_Reading text_.
◇ ◇ ◇ ◇

- In Spongebob Squarepants, King Neptune challenges SpongeBob to a frycooking competition where whoever cooks the most Krabby Patties wins, but he concedes to SpongeBob when he finds out that his mass-produced Patties are terrible while SpongeBob's singular Patty made with love is superior.
- Seen in My Little Pony: Friendship Is Magic when Sweet Apple Acres gets into a cider making contest against some slick salesponies and their Super Speedy Cider Squeezy 6000. This trope is Double Subverted because the machine is shown to make good cider, but when the Apple family, along with the Mane Six, start pulling ahead the sales ponies turn up the power and turn off the quality control, which lets them churn out far more barrels of cider but it's the kind no one wants to drink.
- The ancient Spartans were an example of this. The only people allowed to join the Spartan military, still remembered today for being pretty much the most hardcore fighting force ever assembled, were Males of full Spartan citizenship. With the borderline-insane amounts of training they had to endure from a young age, they were raised from early childhood for the sole purpose of becoming a member of Greece's (and probably history's) most feared and respected military force. while this approach DID produce incredible soldiers, the strict entry criteria (most citizens of Sparta were not actually full spartans, such as the Helots) meant that there army was, while still not small, not really large by the standards of the time either.
- Subverted in World War 2, when superior number of M4 Shermans and T-34s overrun individually superior Tiger and Panther tanks. Played straight in modern warfare though, where technologically superior M1 Abrams steamrolled greater numbers of export T-72s in Desert Storm. The important lesson to take away from this is that while the machine can be replaced, the men behind it isn't. The increased quality competent tank crews, the cost of training them, and the importance of combined arms, mean that tanks and their crews can no longer be considered expendable.
- This can be seen in the air as well. Fighter aircraft are becoming increasingly more sophisticated and requiring more time to engineer and manufacture. Like tank crews, training fighter pilots is a lengthy, demanding, and expensive process.
- One of the horrifying realizations for the Japanese Airforce during WW 2 was this; the Kamikaze attacks they conducted were having diminished success later into the war because while the Japanese have been effectively tossing their airmen at the enemy by the bucket loads, the Allies were fending them off and learning new strategies on how to counter them. Near the end of it, the majority of Kamikaze pilots were young men barely out of basic training piloting what were essentially slapdashed planes made from spare parts, while the Allied airforce against them were veterans of the entire war armed with the most advanced interceptors of their time. They also realized that, at this point, very soon they wouldn't even have the numerical advantage.

◇ ◇ ◇ ◇

_Data extracts_.

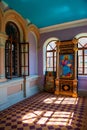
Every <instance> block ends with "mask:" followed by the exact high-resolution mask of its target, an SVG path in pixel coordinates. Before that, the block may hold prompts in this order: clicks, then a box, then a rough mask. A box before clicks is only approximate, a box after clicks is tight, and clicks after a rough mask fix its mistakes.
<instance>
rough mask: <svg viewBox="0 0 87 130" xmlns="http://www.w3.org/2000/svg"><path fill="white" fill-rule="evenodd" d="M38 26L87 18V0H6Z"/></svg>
mask: <svg viewBox="0 0 87 130" xmlns="http://www.w3.org/2000/svg"><path fill="white" fill-rule="evenodd" d="M4 2H6V3H7V4H8V6H9V7H10V8H12V9H14V10H16V11H17V12H18V13H20V14H21V15H22V16H23V17H24V18H25V19H28V20H29V21H30V22H31V23H33V24H35V25H36V26H37V27H38V28H43V27H47V26H52V25H55V24H61V23H65V22H71V21H76V20H81V19H85V18H87V0H4Z"/></svg>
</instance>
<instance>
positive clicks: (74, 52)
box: [72, 39, 78, 97]
mask: <svg viewBox="0 0 87 130" xmlns="http://www.w3.org/2000/svg"><path fill="white" fill-rule="evenodd" d="M72 42H73V43H74V54H75V60H74V62H75V65H74V67H75V69H74V80H73V95H72V96H73V97H77V96H78V94H77V89H78V88H77V87H78V86H77V83H78V80H77V69H78V68H77V51H78V45H77V44H78V40H77V39H73V41H72Z"/></svg>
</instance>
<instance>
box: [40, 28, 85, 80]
mask: <svg viewBox="0 0 87 130" xmlns="http://www.w3.org/2000/svg"><path fill="white" fill-rule="evenodd" d="M80 33H87V26H81V27H74V28H69V29H64V30H58V31H52V32H47V33H43V34H41V36H40V43H39V44H40V49H39V53H38V60H39V62H38V73H39V75H42V78H43V79H44V76H43V44H44V42H45V41H46V40H47V39H49V38H51V37H56V38H58V39H59V40H60V41H63V40H71V39H73V38H74V37H75V36H76V35H78V34H80ZM43 81H44V80H43Z"/></svg>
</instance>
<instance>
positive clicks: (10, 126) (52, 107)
mask: <svg viewBox="0 0 87 130" xmlns="http://www.w3.org/2000/svg"><path fill="white" fill-rule="evenodd" d="M0 130H87V98H86V97H78V98H72V97H68V96H67V97H65V96H61V95H60V96H56V95H54V94H51V93H46V92H43V93H39V94H36V95H34V96H32V97H30V98H27V99H25V100H23V101H21V102H19V103H17V104H15V105H13V106H11V107H9V108H8V109H6V110H3V111H1V112H0Z"/></svg>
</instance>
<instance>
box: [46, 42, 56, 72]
mask: <svg viewBox="0 0 87 130" xmlns="http://www.w3.org/2000/svg"><path fill="white" fill-rule="evenodd" d="M55 42H56V41H51V42H49V43H48V44H47V46H46V71H53V72H54V71H56V44H55Z"/></svg>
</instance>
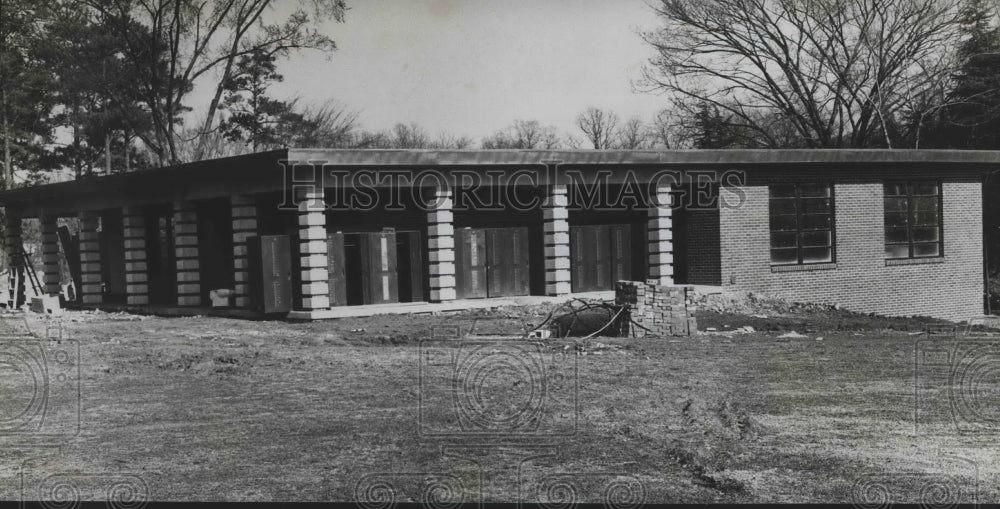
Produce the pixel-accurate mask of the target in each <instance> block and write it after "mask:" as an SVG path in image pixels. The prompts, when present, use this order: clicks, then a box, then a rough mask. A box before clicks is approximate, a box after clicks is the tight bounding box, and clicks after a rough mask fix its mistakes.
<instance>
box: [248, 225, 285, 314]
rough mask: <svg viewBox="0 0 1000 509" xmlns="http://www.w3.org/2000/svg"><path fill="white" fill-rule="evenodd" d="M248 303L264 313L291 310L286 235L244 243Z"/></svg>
mask: <svg viewBox="0 0 1000 509" xmlns="http://www.w3.org/2000/svg"><path fill="white" fill-rule="evenodd" d="M247 251H248V253H249V255H250V256H249V260H248V261H249V269H250V282H251V286H250V300H251V302H252V303H253V307H254V308H255V309H258V310H260V311H263V312H264V313H287V312H289V311H291V310H292V299H293V292H292V248H291V240H290V238H289V236H288V235H261V236H256V237H250V238H248V239H247Z"/></svg>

◇ ◇ ◇ ◇

_Exercise requirements_.
Can you reproduce word for word the part of the quality-versus-quantity text starting with "- In Spongebob" and going on through "love is superior."?

_Answer_.
- In Spongebob Squarepants, King Neptune challenges SpongeBob to a frycooking competition where whoever cooks the most Krabby Patties wins, but he concedes to SpongeBob when he finds out that his mass-produced Patties are terrible while SpongeBob's singular Patty made with love is superior.